物体検出データ:
==================================================

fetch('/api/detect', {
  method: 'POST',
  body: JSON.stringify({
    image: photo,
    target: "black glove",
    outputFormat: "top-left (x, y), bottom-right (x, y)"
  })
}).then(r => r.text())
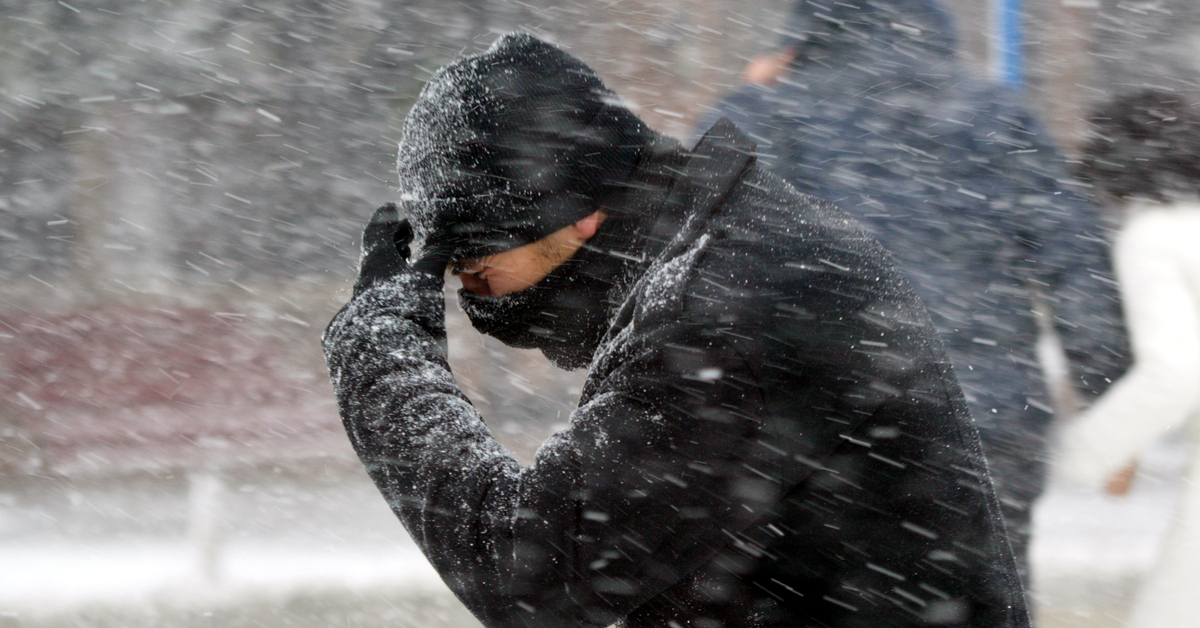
top-left (322, 203), bottom-right (446, 357)
top-left (354, 203), bottom-right (450, 295)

==================================================

* 実施課題: 上記の項目をすべて、行ごとに番号付きリストへ変換し、空行は省いてください。画像は回答に含めないでください。

* 回答内容:
1. fetch('/api/detect', {
2.   method: 'POST',
3.   body: JSON.stringify({
4.     image: photo,
5.     target: "black glove",
6.     outputFormat: "top-left (x, y), bottom-right (x, y)"
7.   })
8. }).then(r => r.text())
9. top-left (322, 203), bottom-right (446, 357)
10. top-left (354, 203), bottom-right (450, 295)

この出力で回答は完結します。